## PROBLEM STATEMENT
Copy out the items below, starting with the line that contains "of the tuba" and continuing through the last line of the items, both ends included.

Data records

>> Begin

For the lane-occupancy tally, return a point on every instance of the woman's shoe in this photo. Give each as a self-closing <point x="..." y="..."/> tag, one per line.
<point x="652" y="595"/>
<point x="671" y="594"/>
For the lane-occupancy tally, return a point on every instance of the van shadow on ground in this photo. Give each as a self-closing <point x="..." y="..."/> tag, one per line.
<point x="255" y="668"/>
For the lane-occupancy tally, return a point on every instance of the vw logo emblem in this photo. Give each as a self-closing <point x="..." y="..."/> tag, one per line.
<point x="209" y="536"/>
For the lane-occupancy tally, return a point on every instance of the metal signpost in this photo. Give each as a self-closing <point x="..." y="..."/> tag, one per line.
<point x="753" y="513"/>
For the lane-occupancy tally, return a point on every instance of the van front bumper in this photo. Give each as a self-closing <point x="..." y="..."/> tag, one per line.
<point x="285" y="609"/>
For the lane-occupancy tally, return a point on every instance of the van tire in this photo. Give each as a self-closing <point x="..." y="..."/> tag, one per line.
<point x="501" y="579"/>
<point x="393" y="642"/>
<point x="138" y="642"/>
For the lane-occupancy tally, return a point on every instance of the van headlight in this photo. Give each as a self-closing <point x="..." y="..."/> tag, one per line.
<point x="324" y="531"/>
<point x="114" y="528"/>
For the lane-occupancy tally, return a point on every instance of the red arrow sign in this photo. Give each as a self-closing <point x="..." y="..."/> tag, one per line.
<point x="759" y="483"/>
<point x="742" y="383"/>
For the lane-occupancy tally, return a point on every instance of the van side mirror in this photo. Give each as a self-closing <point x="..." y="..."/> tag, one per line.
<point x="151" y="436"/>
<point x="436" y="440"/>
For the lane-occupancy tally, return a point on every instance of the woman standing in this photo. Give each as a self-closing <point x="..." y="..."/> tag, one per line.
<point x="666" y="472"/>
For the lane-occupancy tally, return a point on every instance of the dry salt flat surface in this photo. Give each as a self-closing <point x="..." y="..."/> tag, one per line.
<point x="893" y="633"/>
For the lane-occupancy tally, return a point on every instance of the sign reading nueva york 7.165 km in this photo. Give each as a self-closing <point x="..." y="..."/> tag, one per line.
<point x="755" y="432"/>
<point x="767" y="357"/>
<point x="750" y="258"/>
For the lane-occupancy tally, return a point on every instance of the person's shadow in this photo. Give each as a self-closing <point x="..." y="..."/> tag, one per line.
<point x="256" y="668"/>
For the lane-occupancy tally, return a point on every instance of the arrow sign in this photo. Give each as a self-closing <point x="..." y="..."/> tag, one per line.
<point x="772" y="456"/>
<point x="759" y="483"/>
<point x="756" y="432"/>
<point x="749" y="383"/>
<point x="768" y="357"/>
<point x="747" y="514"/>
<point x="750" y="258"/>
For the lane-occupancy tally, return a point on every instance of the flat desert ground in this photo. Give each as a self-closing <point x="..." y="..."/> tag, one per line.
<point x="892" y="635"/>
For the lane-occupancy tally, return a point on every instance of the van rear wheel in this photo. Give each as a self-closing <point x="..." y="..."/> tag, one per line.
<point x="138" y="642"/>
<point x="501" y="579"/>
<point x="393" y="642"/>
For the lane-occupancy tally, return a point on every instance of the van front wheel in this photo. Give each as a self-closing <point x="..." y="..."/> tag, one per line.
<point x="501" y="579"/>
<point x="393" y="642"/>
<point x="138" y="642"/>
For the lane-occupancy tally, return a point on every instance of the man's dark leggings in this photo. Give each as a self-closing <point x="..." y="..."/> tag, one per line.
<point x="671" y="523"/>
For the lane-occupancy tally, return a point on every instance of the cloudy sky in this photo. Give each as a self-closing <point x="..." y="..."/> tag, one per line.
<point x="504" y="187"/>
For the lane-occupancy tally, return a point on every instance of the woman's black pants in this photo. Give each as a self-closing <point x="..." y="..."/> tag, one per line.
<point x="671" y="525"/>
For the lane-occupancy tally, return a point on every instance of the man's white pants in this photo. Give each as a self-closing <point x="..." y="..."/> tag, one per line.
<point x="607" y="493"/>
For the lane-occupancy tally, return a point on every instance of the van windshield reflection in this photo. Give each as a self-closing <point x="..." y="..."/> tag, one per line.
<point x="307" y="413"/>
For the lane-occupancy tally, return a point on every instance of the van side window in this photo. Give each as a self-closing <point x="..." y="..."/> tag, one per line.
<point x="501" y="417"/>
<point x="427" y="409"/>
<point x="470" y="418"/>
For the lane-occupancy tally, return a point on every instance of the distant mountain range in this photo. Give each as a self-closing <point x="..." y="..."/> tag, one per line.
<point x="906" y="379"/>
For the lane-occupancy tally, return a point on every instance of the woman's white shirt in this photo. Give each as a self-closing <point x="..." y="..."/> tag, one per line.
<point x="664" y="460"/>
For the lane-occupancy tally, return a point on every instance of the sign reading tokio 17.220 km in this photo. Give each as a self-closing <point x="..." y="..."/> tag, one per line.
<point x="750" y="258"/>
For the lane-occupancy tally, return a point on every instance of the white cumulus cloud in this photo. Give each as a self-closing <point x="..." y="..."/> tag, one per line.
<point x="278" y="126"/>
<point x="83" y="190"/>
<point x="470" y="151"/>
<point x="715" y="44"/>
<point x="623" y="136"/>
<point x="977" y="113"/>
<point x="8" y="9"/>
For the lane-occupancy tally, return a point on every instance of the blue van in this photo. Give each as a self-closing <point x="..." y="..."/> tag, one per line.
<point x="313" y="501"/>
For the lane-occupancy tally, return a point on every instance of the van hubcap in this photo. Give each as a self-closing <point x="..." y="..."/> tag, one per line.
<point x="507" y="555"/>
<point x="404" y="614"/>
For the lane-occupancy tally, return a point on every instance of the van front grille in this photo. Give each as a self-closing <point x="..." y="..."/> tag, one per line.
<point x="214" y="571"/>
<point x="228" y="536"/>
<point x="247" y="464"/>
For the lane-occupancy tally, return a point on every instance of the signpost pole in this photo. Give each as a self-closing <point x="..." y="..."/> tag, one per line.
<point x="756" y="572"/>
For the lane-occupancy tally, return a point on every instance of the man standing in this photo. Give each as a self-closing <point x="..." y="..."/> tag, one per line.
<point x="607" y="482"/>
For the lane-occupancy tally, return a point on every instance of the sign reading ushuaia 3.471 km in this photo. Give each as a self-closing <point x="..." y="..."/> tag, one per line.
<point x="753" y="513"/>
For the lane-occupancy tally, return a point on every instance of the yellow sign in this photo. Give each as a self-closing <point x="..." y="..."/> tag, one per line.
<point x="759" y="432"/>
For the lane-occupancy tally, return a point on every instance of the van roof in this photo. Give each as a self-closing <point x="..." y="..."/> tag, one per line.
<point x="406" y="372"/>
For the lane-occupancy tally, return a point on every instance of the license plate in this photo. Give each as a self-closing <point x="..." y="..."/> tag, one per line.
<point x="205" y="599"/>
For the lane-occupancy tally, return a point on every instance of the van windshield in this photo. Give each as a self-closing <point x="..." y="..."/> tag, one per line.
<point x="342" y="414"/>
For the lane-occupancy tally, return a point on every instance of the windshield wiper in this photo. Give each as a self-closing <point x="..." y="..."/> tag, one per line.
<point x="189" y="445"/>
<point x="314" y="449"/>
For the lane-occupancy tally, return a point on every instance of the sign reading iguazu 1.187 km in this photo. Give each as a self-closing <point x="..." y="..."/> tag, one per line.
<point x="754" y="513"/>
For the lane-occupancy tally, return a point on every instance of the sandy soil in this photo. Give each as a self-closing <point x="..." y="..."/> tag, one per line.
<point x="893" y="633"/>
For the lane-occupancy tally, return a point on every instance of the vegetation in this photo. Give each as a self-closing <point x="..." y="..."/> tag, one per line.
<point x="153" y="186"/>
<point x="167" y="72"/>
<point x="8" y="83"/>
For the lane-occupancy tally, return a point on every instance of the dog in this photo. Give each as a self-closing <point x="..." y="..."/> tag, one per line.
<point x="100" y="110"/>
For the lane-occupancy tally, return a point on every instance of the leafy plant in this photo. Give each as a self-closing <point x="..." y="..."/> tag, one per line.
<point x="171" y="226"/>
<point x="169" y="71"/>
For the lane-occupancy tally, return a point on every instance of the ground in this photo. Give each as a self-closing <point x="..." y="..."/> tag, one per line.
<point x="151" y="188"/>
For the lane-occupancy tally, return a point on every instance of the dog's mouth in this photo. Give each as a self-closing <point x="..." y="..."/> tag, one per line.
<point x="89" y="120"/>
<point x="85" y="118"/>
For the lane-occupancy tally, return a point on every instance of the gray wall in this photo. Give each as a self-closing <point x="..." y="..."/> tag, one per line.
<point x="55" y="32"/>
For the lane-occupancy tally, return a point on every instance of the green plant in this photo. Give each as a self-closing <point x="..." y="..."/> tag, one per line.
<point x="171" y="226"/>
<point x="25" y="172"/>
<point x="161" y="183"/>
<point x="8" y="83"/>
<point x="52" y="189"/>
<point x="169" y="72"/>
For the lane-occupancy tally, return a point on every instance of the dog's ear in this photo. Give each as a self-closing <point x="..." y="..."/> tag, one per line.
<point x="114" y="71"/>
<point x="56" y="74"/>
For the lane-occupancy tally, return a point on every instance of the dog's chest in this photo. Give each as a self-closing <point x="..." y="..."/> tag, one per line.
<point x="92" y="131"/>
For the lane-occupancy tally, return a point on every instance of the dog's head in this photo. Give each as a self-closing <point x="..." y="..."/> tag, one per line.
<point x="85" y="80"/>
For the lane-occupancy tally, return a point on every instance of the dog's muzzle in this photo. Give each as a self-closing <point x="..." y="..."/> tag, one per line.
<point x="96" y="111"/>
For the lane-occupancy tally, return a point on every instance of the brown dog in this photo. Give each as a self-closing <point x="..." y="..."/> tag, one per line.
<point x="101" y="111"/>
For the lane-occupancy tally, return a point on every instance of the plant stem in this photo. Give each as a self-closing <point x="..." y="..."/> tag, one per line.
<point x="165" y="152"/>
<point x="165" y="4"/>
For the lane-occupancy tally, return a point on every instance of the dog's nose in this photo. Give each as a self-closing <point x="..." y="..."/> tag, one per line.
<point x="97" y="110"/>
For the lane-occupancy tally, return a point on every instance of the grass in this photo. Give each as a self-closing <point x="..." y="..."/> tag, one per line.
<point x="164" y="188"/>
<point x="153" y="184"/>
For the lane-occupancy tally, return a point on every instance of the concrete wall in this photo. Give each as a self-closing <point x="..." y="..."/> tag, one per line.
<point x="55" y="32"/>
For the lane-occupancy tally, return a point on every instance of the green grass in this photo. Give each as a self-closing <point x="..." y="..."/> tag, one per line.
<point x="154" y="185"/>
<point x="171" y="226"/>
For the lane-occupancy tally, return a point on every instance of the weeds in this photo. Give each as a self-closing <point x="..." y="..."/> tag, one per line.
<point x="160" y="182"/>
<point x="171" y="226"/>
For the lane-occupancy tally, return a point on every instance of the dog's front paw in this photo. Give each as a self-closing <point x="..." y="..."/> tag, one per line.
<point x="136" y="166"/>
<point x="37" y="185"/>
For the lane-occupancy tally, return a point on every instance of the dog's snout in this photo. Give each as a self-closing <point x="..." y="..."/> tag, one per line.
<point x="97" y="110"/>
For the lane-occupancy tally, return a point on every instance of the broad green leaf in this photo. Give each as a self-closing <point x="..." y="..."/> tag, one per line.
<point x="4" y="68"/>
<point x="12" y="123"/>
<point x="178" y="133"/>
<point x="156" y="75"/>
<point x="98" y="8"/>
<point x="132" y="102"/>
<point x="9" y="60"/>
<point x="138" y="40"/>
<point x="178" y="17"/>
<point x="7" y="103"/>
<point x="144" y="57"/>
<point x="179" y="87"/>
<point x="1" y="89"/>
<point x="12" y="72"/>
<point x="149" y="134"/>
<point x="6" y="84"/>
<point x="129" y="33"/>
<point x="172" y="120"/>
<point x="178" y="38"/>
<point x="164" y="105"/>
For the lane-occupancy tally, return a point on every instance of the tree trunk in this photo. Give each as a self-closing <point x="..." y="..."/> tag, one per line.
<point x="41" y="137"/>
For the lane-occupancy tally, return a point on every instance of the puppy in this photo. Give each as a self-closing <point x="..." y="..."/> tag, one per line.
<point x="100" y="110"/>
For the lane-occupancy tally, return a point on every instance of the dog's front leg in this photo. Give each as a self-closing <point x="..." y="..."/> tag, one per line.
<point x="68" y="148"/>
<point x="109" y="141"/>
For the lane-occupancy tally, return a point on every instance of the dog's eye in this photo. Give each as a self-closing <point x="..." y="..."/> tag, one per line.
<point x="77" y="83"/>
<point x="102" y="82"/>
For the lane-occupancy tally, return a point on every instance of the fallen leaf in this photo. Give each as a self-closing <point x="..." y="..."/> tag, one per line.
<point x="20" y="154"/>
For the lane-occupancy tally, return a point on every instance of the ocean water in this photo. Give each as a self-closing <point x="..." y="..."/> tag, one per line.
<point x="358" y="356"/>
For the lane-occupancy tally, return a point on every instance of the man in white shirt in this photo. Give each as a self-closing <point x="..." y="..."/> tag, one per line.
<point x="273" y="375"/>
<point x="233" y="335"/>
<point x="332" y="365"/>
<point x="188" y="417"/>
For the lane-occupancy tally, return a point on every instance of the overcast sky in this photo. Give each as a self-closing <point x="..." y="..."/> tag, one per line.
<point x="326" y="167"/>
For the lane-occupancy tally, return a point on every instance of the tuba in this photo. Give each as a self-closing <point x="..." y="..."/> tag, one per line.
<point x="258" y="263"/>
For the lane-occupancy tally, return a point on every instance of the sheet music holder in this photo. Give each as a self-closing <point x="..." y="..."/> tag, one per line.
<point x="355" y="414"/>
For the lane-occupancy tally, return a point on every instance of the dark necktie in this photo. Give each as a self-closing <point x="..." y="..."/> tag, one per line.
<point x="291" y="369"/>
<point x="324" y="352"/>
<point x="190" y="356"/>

>> End

## FULL RESPONSE
For the lane-occupancy tally, return a point on every instance of the tuba in this photo. Give each as a self-closing <point x="..." y="..."/> tag, one per line.
<point x="258" y="263"/>
For the lane-occupancy tally, return a point on every instance of the sheet music holder in this photo. Give each as a self-closing <point x="..." y="..."/> tag, one per line.
<point x="355" y="414"/>
For the lane-occupancy tally, return a point on every instance of the dark necktie in this photo. Give each as a self-closing <point x="..." y="..."/> tag, one per line.
<point x="291" y="369"/>
<point x="324" y="352"/>
<point x="190" y="356"/>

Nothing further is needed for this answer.